» Given request
Gather every line of the entries below that contains the word "tree", matching case exactly, and copy each one.

* * *

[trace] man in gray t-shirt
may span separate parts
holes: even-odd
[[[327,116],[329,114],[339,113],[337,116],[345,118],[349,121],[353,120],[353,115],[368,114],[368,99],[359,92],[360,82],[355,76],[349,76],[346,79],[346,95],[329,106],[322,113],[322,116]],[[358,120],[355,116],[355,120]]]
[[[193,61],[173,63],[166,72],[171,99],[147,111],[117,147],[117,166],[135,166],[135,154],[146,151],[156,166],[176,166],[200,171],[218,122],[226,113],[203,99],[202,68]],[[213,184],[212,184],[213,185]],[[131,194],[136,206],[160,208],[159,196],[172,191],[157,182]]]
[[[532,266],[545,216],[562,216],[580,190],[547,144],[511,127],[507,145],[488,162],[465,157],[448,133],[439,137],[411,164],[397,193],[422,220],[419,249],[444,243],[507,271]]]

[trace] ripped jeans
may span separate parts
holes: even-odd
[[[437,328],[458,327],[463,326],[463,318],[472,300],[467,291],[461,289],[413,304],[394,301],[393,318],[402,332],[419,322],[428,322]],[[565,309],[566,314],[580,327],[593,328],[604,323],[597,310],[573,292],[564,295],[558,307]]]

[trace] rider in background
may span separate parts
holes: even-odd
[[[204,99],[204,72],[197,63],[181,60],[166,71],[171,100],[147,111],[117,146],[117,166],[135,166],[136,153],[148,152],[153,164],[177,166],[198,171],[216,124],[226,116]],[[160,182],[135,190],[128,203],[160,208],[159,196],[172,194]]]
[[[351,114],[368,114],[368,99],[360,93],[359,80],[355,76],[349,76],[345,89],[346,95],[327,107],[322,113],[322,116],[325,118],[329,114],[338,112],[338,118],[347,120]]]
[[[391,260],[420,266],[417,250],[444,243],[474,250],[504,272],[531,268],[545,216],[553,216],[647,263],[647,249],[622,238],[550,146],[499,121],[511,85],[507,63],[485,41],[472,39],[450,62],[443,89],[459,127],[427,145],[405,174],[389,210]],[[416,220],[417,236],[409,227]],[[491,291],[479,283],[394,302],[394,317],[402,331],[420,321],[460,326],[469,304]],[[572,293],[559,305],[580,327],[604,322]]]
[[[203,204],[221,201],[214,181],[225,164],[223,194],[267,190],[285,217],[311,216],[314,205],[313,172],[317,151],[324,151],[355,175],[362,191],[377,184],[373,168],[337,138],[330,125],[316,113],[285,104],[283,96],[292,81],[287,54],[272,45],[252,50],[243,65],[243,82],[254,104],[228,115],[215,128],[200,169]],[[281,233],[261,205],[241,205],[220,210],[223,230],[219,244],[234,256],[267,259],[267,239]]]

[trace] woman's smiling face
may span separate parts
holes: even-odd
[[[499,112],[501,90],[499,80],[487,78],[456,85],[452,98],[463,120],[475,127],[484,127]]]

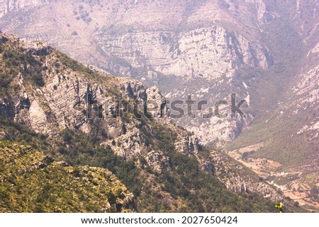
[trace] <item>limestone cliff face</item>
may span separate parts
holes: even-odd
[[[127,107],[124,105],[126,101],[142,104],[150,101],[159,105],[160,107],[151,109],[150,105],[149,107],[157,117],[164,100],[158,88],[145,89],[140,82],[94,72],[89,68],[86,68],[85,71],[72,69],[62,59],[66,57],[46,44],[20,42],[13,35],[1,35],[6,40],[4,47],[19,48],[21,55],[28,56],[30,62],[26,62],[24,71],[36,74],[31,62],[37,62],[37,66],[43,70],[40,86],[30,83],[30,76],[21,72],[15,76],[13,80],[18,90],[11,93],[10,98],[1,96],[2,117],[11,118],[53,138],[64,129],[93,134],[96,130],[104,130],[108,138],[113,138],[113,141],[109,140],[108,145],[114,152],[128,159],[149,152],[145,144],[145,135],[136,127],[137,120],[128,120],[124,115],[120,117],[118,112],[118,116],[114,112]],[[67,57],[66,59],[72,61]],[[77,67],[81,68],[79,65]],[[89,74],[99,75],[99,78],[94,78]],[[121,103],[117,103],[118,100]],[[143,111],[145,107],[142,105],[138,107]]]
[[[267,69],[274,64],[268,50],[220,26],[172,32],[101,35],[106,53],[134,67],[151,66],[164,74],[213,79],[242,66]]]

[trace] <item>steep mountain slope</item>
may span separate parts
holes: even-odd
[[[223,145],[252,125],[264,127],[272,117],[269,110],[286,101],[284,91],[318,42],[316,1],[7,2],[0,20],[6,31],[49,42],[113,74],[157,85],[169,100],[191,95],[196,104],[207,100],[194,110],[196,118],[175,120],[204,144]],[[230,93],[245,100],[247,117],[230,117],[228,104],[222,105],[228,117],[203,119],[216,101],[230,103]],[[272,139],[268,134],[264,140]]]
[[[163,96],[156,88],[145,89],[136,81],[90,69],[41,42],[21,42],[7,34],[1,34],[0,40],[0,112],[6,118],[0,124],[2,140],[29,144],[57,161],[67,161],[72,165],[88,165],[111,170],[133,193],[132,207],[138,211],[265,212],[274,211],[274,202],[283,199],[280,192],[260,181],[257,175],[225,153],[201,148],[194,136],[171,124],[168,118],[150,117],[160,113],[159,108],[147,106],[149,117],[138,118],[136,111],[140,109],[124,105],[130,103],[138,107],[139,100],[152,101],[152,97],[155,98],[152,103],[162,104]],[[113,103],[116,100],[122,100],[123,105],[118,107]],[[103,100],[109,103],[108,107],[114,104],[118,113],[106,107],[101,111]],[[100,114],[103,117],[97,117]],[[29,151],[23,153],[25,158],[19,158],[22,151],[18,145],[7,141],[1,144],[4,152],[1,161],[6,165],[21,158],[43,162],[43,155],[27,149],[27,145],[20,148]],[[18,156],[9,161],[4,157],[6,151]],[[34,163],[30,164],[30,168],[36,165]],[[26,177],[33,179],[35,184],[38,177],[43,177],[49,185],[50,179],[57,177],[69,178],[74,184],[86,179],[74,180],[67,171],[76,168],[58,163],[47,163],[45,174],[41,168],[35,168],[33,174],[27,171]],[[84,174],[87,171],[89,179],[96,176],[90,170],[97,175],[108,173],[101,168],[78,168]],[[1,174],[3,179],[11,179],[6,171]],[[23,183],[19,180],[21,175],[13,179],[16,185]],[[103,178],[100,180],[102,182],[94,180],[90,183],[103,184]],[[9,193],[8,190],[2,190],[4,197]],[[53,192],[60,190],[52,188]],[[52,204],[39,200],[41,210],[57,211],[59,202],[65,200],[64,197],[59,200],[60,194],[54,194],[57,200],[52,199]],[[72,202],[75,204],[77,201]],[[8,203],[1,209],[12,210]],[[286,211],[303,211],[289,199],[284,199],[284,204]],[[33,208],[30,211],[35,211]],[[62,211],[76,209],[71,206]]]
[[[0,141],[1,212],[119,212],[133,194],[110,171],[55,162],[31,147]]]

* * *

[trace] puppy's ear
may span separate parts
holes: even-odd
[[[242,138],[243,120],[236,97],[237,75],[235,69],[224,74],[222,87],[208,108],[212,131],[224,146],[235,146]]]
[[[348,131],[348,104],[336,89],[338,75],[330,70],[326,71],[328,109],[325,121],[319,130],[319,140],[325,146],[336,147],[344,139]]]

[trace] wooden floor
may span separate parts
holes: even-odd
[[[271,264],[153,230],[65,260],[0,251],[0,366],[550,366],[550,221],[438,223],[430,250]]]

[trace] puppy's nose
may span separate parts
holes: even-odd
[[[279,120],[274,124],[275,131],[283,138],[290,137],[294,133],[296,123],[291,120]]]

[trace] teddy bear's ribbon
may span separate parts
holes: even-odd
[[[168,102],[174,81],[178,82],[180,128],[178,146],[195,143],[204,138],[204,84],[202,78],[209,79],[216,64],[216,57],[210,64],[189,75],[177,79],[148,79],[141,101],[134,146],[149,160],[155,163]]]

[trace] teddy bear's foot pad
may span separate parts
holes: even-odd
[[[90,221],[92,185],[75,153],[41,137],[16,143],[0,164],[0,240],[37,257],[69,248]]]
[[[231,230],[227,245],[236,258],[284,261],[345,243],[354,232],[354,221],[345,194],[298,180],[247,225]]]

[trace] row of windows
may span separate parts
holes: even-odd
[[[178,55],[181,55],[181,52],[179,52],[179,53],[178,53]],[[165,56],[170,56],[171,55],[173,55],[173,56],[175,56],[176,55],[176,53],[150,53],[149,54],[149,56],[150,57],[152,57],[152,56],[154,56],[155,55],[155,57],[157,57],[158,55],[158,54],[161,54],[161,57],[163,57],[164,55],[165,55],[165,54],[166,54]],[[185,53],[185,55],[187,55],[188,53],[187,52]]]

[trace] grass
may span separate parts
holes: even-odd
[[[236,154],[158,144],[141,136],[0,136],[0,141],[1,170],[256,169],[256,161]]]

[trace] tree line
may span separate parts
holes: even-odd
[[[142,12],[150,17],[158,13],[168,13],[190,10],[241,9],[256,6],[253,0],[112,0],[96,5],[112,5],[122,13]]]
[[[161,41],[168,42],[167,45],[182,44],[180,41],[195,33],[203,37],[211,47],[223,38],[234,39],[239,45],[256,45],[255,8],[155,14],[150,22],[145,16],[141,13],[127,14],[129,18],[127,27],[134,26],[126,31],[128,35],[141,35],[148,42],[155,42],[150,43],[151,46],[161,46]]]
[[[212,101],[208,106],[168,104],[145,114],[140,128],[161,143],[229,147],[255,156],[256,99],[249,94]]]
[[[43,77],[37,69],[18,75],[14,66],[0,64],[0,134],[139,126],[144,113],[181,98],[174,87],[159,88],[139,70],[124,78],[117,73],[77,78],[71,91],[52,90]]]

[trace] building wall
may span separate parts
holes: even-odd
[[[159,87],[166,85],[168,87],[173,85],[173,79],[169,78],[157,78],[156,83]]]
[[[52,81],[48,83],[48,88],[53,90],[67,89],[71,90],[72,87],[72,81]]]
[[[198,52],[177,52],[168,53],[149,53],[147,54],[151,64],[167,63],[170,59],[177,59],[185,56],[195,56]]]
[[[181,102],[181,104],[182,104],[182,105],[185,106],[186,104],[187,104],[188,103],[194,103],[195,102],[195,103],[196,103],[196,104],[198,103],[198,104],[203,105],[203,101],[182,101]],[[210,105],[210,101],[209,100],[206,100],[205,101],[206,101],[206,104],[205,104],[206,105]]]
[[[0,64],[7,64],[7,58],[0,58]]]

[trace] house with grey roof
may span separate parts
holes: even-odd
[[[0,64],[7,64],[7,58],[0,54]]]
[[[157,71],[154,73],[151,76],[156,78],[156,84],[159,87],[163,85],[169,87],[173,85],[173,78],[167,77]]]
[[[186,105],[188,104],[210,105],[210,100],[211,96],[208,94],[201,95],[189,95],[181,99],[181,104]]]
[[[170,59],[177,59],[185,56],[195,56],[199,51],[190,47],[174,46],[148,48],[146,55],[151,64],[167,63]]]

* * *

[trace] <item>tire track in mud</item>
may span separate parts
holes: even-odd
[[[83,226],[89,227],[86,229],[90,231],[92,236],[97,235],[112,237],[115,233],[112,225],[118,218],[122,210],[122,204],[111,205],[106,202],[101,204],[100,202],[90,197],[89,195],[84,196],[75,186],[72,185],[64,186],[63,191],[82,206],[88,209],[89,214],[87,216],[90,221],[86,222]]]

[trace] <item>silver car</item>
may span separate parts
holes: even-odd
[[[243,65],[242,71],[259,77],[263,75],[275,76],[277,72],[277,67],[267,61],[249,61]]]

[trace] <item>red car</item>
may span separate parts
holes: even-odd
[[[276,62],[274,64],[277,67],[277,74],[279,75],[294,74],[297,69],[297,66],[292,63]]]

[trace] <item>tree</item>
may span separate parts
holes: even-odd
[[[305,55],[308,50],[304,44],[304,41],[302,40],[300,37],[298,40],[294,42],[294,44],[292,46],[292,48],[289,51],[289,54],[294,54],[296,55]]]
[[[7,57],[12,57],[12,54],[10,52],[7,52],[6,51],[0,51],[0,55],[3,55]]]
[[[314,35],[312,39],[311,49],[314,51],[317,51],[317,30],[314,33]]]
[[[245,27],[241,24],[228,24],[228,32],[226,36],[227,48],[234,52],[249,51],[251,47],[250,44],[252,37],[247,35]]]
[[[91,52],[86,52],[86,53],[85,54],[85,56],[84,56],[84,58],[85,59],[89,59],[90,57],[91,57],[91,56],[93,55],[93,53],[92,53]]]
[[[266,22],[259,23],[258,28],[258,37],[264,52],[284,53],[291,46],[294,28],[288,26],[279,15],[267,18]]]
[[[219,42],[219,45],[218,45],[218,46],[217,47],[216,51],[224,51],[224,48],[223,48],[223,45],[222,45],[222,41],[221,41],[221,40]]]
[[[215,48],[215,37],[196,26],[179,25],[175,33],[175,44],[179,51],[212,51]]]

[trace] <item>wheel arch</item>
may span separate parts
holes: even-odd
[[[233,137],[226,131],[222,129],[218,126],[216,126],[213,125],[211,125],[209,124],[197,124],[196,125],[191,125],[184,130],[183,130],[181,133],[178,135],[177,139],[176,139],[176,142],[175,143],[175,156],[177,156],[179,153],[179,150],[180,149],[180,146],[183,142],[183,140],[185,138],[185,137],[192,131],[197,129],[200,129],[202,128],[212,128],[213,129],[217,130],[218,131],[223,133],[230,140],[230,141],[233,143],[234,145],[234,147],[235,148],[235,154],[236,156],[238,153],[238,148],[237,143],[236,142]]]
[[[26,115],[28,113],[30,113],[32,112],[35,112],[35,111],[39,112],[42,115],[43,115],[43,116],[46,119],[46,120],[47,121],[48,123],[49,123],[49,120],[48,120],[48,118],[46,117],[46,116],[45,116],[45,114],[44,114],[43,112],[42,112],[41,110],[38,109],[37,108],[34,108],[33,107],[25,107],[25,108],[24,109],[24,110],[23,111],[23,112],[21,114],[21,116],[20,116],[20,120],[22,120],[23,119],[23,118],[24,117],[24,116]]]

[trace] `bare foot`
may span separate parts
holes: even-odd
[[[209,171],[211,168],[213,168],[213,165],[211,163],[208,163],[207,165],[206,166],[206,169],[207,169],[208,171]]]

* * *

» Solution below
[trace] tree line
[trace] <item>tree</item>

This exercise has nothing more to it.